During the second week, Rog warns that if a joke bombs once, that doesn’t mean it’s bad. It could be your delivery, it could be the audience, it could be a full moon, who knows. All it takes is for one person to cough and half the audience misses the punchline, he says.
Eric, sitting with one leg under him and bouncing slightly in his seat, one-ups Rog: “Tell a joke three times and if you get no laughs, it sucks.”
By the third class, however, I get to see another side of Eric when I stay after and watch the 9-11 p.m. amateur night through to its bloody end. Rog has deliberately scheduled our classes on Tuesdays from 6:30-8 p.m. so that we can test out material on a real audience during open mic night, which seems to draw anywhere from 50-150 patrons. After our third class, Eric takes the plunge with a handful of other students.
As he does each time he performs, Eric sets up a camera to tape his routine, to examine in minute detail later. He’ll be looking for the flubbed punchline, any swallowing of words, poor timing, enunciation or syntax, or eagerness to get the set over with.

----------

▶ Work instructions: Please decide whether each statement below agrees with the comedy class text above, answering yes or no and quoting the deciding words. 1. Rog schedules the classes on Tuesdays so students can try material at open mic night. 2. Eric says a joke that gets no laughs once should be dropped. 3. Eric tapes his routine only on his first performance.

▶ Stored data:
----------

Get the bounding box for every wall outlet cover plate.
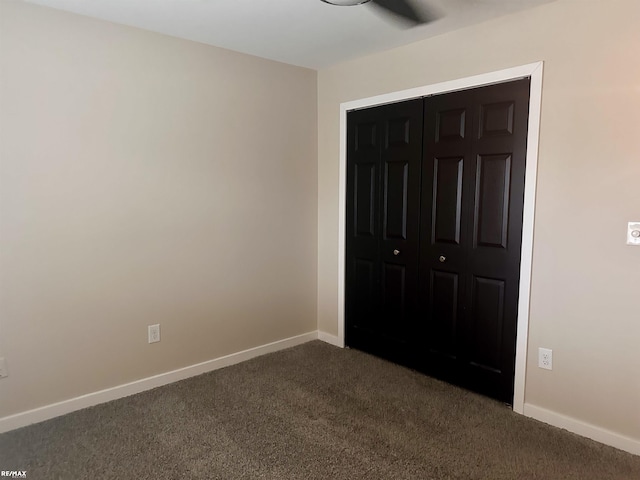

----------

▶ The answer:
1. Yes: "Rog has deliberately scheduled our classes on Tuesdays from 6:30-8 p.m. so that we can test out material on a real audience during open mic night"
2. No: "Tell a joke three times and if you get no laughs, it sucks."
3. No: "As he does each time he performs, Eric sets up a camera to tape his routine"